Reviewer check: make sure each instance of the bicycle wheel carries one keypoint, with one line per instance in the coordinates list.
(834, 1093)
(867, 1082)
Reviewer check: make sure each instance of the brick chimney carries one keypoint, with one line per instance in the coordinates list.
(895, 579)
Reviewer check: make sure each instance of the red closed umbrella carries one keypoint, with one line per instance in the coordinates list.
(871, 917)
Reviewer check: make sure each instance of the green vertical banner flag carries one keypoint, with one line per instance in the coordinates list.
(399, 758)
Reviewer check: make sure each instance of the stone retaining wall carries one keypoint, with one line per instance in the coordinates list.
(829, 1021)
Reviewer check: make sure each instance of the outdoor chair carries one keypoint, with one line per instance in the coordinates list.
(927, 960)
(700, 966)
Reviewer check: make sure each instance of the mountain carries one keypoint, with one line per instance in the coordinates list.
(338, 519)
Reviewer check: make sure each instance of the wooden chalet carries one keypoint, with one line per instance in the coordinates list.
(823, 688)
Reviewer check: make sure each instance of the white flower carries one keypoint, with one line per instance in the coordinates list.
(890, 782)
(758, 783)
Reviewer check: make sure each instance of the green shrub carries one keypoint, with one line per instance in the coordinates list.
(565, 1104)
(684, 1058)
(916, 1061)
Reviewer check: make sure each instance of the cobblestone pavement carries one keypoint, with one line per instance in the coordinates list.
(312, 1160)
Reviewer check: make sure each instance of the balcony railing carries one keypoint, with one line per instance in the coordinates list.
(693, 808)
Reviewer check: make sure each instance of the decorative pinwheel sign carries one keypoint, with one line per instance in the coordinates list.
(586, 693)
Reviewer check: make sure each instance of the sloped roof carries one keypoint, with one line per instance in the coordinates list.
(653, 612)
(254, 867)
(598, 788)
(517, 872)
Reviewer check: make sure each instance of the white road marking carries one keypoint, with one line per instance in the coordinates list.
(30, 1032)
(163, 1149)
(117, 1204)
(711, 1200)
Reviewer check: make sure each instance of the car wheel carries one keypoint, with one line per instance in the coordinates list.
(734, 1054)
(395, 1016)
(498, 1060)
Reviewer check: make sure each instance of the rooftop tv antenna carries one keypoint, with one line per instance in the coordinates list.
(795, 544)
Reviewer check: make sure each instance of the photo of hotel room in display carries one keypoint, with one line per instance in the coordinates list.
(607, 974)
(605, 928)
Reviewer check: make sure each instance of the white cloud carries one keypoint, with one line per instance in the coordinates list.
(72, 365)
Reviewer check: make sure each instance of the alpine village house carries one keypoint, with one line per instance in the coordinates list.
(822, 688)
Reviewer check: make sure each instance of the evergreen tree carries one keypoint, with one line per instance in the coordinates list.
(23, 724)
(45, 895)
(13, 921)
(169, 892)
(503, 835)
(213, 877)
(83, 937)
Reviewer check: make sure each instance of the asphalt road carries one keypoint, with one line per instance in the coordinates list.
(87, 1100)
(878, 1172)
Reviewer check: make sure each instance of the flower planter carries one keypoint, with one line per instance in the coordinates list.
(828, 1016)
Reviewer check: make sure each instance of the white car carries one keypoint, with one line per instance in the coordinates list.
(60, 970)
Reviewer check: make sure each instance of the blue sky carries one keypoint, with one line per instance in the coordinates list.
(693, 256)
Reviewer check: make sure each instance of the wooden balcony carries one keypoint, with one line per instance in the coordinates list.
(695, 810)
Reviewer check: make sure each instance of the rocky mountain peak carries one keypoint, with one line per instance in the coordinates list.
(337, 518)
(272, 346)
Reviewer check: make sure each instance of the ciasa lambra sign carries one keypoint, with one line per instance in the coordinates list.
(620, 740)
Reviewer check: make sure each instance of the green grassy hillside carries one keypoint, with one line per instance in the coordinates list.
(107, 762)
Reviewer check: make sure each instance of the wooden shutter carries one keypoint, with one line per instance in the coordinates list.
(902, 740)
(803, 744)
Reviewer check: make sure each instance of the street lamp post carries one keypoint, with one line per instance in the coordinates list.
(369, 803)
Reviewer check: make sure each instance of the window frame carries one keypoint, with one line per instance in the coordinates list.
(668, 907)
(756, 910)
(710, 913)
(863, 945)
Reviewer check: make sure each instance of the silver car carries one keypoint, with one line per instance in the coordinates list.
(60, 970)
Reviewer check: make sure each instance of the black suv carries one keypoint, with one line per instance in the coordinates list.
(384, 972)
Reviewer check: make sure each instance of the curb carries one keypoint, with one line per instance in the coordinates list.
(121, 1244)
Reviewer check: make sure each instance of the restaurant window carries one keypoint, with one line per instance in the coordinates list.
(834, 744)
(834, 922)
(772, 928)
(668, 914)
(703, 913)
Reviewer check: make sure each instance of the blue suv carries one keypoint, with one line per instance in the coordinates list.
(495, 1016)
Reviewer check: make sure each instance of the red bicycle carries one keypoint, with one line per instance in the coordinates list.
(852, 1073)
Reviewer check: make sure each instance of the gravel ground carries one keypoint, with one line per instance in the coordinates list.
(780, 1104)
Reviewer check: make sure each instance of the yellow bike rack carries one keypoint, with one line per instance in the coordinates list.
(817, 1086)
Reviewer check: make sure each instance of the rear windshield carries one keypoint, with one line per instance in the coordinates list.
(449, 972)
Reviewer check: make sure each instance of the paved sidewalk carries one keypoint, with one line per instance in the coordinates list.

----------

TASK STATEMENT:
Type out the material above once more, exactly.

RESPONSE BOX:
Reviewer check: make sure each instance of the bicycle wheel carries one keypoint, with one line per instance in the coordinates list.
(834, 1093)
(867, 1082)
Reviewer check: make sure each instance of the brick chimney carries one keypoint, with one line per instance in the coordinates list.
(895, 579)
Reviewer check: make sure each instance of the red closed umbrella carries one keypoint, with one line per instance in the coordinates list.
(871, 917)
Reviewer check: make sure each instance of the green vertical banner flag carries one keypoint, with one line per instance in the coordinates list.
(399, 758)
Reviewer check: make sure each instance of the stone retaining wall carries one keypoint, with one line per instance in the coordinates list.
(829, 1021)
Reviewer check: make sure each instance of the outdoor chair carries one keypoint, with one line per instance in the coordinates list.
(927, 960)
(700, 966)
Reviewer check: make sure each instance of the mountain carries one keypoint, with one line per instance in the coordinates list.
(338, 519)
Reviewer check: make sure each instance of the wooden chalet carries one keypoint, with one line per instance in the coordinates list.
(823, 688)
Reviewer check: make sure each instance of the white flower carries one keypoint, with one line per instance in the coordinates list.
(890, 782)
(758, 783)
Reviewer check: make sure each instance of the green shrub carries one keypoint, with one line per instance in the coordinates list.
(565, 1104)
(684, 1058)
(916, 1061)
Reviewer check: make sure each instance of the cobblestone pavement carries one keypoint, with one line per instance in the coordinates list.
(312, 1160)
Reviewer check: make sure each instance of the balcony railing carries one keypoint, with one line per instance in the coordinates list.
(693, 808)
Reviewer check: make sure each instance of the decorative pinwheel sign carries one keypoint, with one line per instance in the coordinates list.
(586, 693)
Reviewer check: make sure each instance of the sloped roof carries one keypoint, with one line per instance in the coordinates list.
(653, 612)
(254, 867)
(598, 788)
(517, 872)
Reviewer check: make sure each instance of the white road marking carries one keypoint, with one line per instance in the coordinates list.
(30, 1032)
(163, 1149)
(117, 1204)
(711, 1200)
Reviewer check: make sure each instance of the car wheel carries one keypoint, with one line per instance in the coordinates list.
(734, 1054)
(395, 1016)
(498, 1060)
Reviewer check: make sure each instance of the rooftop tv antenna carries one keypoint, with one line per instance in the coordinates list.
(795, 544)
Reviewer check: make sure each instance of the photo of hotel room in display carries one keypoint, with one line per instance in the coordinates list.
(607, 974)
(605, 928)
Reviewer check: make sure each instance of the white cloud carries one keypoint, with one line per instance in the coordinates list.
(72, 365)
Reviewer check: make sure each instance of the alpine village house carries one keypoint, with one line per instance in the coordinates list.
(822, 688)
Reviewer check: make sure each instance of the evergreen tree carries one keypoint, with one line per instance in the coordinates list.
(23, 724)
(45, 895)
(13, 921)
(169, 892)
(503, 835)
(213, 877)
(83, 937)
Reviewer check: make sure each instance of the asphalt road carries one keypoint, with one line per instance in the coordinates list.
(87, 1100)
(878, 1172)
Reviewer check: make sure each instance of the flower planter carries one keypoint, with one line per instance in the coordinates list.
(828, 1016)
Reviewer check: make sure each instance of the white car carries one keypoint, with one line per instance in the coordinates list.
(60, 970)
Reviewer check: make sure each instance of the blue sky carries one keypoint, with one line per instance in the coordinates list.
(693, 256)
Reviewer check: make sure each instance of the wooden balcony carries one keypoint, with one line per instance in the coordinates list.
(695, 810)
Reviewer check: make sure each instance of the rocky mountain peak carries one keypoint, with one line per instance in the coordinates list.
(337, 518)
(272, 346)
Reviewer check: make sure each instance of the ciasa lambra sign carries one keypoint, with one line per instance in the coordinates list.
(620, 740)
Reviewer check: make sure each instance of the green grassy hillside carries one keypoint, with one line per instance in the coordinates list.
(107, 762)
Reviewer check: make sure each instance of the wooden shutter carries one keypoint, with one line per instance in the coordinates list.
(902, 740)
(803, 744)
Reviewer check: make sure each instance of the street lamp post carries one keypoint, with one line per instance in the coordinates list.
(369, 803)
Reviewer check: make sure each instance of the window frame carries one keypoint, with one line per instance in the coordinates list.
(668, 907)
(756, 910)
(710, 913)
(863, 945)
Reviewer check: make sure each instance of the silver car carries one keypoint, with one line per instance in the coordinates list.
(60, 970)
Reviewer check: make sure each instance of the black suv carries one keypoint, with one line per instance in the coordinates list.
(384, 972)
Reviewer check: make sure each instance of the curb carries one keypoint, with one line per instance in the coordinates list.
(121, 1244)
Reviewer check: make sure each instance of the restaurant window carries one keypoint, with one line per instance in the coordinates list.
(834, 744)
(834, 922)
(772, 928)
(668, 914)
(703, 913)
Reviewer check: make sure each instance of the blue suv carries one keypoint, with one line per instance in the coordinates list.
(495, 1016)
Reviewer check: make sure each instance of the red bicycle carries one keypoint, with one line per instance in the coordinates list.
(852, 1073)
Reviewer check: make sure each instance of the gravel ground carries one keypoint, with one line per instance in the coordinates list.
(780, 1104)
Reviewer check: make sure each instance of the yellow bike rack carries one keypoint, with one line per instance in the coordinates list.
(817, 1086)
Reviewer check: make sure each instance of the rear windshield carries one keypoint, with one line per instance in the coordinates list.
(449, 972)
Reviewer check: make sure each instance of the paved sidewalk carries one keypoint, with one line per instance in the coordinates list.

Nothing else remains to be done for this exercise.